[Supplied records Boundary: Start]

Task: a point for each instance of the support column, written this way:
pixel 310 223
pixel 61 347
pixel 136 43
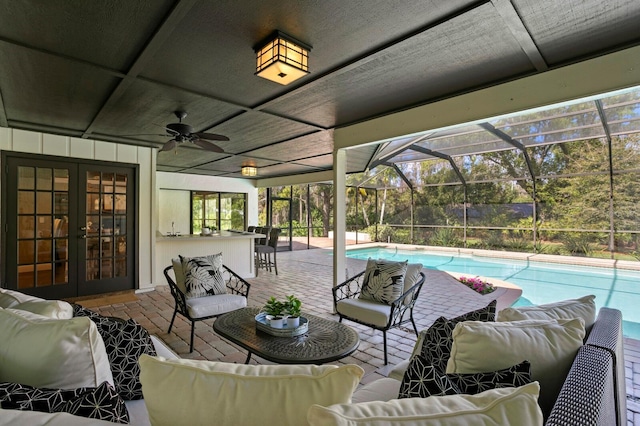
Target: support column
pixel 339 215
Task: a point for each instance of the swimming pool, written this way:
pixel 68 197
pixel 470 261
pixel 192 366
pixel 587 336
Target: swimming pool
pixel 540 282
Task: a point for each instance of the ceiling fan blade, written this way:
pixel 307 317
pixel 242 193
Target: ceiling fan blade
pixel 169 145
pixel 208 146
pixel 211 136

[Supplied records Boundary: End]

-- Problem to solve --
In the listing above, find each line containing "point" and copy it.

-- Written reply --
Task: a point for each instance of the support column, written this way:
Task: a point for each instance of the swimming pool, written this way:
Task: a point for each instance of the ceiling fan blade, written this way:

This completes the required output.